Записи из набора аннотаций точками
....

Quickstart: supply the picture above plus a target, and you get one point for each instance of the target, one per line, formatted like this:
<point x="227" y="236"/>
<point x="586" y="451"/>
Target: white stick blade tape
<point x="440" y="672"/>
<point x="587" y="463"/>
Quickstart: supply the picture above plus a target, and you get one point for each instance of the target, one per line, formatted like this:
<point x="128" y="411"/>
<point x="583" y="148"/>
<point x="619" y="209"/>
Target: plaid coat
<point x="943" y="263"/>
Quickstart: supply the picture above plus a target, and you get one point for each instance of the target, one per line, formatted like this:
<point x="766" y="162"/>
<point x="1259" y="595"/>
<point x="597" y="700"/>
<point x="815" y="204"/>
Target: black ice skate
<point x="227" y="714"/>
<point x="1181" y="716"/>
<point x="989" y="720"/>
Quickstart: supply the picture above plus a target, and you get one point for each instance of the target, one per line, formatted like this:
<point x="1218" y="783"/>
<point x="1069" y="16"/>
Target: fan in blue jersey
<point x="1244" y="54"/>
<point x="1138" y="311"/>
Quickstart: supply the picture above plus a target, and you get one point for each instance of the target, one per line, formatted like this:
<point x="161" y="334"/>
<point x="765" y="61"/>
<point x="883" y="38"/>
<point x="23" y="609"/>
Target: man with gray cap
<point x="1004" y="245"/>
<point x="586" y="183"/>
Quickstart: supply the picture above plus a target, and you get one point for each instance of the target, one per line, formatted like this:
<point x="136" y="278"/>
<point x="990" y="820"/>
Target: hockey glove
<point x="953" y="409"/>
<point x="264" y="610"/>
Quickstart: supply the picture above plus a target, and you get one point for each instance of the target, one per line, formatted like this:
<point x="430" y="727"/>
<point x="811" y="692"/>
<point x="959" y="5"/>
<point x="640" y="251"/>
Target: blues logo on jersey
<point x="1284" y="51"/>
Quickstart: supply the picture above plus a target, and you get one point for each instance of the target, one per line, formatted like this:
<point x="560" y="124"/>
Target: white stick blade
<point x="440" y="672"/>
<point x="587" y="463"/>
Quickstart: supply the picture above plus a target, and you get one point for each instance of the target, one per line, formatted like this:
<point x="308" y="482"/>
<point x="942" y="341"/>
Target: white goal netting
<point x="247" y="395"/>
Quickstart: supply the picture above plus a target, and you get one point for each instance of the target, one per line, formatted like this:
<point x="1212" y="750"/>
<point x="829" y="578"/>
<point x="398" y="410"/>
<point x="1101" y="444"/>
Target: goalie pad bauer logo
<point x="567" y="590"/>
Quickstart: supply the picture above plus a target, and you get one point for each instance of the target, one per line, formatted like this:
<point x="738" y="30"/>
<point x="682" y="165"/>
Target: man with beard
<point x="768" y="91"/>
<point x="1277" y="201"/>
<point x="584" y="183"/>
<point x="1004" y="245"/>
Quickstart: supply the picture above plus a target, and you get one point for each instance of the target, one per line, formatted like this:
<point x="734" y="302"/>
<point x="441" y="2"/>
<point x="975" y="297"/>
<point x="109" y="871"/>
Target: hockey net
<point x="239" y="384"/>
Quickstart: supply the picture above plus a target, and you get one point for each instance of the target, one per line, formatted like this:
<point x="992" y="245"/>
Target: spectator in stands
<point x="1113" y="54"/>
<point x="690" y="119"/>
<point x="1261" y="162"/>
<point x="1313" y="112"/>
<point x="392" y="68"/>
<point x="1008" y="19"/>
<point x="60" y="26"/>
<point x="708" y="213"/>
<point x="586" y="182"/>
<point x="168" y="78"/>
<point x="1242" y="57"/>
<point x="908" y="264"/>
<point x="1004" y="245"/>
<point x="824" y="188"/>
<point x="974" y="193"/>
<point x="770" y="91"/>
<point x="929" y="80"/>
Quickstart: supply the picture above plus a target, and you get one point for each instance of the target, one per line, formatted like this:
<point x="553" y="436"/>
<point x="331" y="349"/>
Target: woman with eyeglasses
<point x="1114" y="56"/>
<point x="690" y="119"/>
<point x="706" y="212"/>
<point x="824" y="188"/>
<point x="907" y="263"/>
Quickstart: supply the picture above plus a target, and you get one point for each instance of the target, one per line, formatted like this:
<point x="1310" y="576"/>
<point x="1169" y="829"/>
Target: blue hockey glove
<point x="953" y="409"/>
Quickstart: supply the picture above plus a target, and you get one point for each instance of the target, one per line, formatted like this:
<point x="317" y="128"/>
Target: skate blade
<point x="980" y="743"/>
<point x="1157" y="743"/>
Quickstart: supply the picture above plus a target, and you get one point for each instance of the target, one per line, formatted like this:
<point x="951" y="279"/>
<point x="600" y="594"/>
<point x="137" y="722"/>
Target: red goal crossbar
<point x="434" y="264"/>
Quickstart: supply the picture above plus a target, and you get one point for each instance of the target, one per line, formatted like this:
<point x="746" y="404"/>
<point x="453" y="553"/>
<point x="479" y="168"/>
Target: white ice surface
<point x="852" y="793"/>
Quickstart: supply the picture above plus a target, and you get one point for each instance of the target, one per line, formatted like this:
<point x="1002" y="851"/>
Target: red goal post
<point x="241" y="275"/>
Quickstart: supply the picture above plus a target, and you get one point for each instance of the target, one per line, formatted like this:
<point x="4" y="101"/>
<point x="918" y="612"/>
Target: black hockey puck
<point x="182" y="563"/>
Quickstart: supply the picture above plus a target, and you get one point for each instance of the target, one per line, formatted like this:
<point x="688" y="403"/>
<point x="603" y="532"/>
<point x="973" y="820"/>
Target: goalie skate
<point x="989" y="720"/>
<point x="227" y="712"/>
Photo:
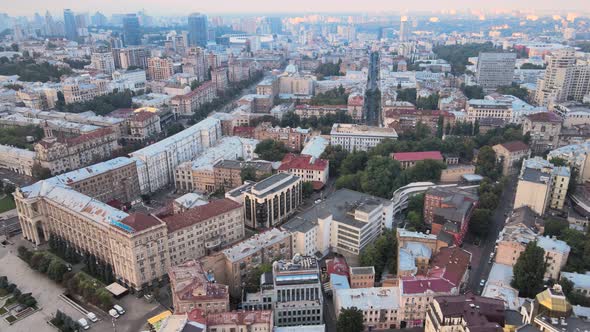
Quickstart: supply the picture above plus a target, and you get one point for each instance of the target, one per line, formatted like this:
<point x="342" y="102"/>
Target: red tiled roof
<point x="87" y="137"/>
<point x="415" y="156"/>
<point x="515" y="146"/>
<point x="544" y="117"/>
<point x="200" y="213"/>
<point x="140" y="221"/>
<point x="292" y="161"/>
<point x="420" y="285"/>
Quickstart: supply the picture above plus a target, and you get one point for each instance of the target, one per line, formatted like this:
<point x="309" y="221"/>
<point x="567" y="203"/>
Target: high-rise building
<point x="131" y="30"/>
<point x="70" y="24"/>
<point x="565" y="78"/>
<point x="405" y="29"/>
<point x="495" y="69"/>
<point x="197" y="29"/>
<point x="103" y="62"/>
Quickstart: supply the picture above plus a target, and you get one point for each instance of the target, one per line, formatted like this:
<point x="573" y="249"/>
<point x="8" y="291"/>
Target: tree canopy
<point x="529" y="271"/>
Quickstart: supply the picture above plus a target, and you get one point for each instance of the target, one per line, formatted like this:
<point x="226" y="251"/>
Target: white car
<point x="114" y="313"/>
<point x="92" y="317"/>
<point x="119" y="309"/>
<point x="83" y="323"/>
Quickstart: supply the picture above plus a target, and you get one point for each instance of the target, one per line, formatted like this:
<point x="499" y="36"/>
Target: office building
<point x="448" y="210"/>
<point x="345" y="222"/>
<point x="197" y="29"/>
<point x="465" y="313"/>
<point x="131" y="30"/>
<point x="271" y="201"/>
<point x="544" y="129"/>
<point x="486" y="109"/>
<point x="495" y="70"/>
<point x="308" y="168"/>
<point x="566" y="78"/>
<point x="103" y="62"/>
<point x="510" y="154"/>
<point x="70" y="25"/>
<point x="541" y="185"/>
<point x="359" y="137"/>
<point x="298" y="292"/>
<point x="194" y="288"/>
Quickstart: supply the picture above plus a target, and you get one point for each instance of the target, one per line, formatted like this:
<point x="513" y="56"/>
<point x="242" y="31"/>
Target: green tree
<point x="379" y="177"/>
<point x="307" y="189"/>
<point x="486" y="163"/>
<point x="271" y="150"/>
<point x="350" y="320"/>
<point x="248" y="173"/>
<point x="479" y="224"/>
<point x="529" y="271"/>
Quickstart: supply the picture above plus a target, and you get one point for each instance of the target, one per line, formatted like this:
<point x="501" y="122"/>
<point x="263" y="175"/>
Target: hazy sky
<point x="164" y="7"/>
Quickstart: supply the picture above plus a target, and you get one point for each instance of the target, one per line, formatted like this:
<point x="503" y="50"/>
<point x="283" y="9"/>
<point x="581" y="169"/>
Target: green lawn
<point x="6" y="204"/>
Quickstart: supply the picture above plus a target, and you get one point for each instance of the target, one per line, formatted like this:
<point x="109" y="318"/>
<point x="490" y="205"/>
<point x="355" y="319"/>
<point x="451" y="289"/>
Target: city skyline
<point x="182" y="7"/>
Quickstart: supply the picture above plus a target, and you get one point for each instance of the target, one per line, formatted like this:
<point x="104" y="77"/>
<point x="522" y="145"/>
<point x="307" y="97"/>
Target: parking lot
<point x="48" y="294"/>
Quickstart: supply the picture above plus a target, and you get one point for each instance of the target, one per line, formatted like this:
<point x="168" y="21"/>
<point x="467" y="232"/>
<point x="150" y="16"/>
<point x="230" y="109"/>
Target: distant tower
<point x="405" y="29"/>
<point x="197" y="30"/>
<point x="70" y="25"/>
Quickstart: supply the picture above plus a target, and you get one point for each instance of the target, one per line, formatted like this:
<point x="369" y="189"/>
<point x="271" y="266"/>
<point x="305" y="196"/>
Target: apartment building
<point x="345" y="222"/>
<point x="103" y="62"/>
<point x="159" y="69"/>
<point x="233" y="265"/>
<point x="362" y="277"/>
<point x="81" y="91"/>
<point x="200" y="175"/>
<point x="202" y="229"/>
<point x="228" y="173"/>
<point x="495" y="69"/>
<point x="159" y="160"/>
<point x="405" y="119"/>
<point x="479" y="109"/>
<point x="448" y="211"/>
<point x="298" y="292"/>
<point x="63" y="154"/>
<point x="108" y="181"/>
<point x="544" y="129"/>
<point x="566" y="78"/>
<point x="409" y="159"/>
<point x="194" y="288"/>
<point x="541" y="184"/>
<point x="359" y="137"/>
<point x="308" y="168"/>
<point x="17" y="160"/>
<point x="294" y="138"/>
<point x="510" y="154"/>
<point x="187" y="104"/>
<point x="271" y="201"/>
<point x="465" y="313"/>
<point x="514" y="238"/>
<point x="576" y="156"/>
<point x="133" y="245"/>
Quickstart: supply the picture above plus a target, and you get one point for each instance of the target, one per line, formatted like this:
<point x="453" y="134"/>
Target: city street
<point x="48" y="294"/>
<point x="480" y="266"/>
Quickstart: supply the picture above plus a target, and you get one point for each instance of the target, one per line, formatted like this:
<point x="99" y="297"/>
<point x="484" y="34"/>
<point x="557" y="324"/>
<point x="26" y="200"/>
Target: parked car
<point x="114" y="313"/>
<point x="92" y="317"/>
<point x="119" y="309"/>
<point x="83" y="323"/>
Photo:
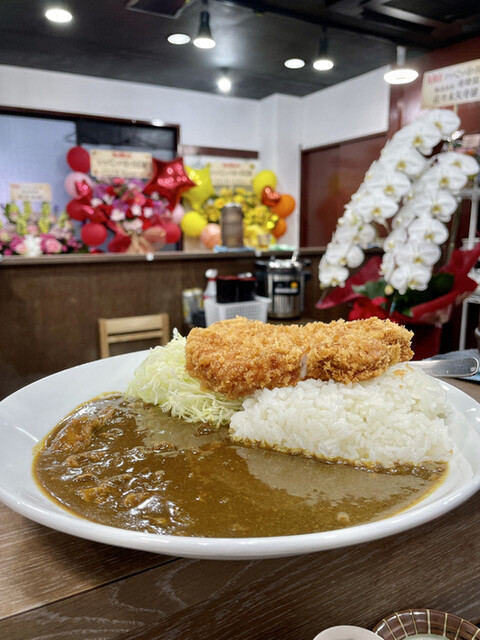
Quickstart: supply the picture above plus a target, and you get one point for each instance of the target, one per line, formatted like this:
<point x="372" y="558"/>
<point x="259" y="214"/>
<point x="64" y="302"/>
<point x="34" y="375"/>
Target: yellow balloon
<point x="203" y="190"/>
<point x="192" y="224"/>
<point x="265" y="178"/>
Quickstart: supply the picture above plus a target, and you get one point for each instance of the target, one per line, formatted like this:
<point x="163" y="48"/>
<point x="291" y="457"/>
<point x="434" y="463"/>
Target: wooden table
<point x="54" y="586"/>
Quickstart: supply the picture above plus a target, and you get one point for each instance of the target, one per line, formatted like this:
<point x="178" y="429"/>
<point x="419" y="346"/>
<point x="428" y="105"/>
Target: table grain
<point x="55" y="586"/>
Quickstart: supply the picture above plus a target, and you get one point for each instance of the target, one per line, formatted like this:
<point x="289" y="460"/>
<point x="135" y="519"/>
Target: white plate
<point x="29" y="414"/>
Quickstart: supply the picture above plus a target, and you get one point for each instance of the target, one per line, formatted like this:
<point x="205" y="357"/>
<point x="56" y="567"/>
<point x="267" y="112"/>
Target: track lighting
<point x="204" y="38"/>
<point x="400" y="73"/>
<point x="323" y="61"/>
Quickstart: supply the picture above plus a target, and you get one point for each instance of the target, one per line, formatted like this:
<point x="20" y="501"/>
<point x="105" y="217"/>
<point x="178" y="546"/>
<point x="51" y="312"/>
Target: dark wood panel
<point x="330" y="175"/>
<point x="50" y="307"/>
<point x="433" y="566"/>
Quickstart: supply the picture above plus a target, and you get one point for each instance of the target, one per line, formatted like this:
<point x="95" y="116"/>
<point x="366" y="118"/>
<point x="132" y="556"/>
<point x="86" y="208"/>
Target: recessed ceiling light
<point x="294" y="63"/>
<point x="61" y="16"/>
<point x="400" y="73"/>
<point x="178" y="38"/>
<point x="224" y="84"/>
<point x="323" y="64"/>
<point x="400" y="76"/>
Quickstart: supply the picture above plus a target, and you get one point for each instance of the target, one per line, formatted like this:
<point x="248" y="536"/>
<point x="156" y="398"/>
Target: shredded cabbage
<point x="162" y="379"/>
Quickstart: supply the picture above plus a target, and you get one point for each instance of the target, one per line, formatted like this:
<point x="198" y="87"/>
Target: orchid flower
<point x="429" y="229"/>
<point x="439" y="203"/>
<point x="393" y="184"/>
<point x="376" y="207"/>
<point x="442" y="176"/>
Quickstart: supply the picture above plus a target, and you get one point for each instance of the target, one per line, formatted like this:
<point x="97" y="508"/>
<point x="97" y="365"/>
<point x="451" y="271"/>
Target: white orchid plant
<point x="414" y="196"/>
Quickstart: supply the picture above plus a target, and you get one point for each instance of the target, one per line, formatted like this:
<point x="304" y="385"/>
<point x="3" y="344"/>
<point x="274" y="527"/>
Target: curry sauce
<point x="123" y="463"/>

....

Извлеките из приведенных выше данных все строки, в которых встречается слово «goalie». Регистр букв при поиске учитывается.

Target: goalie pad bauer logo
Target: goalie skate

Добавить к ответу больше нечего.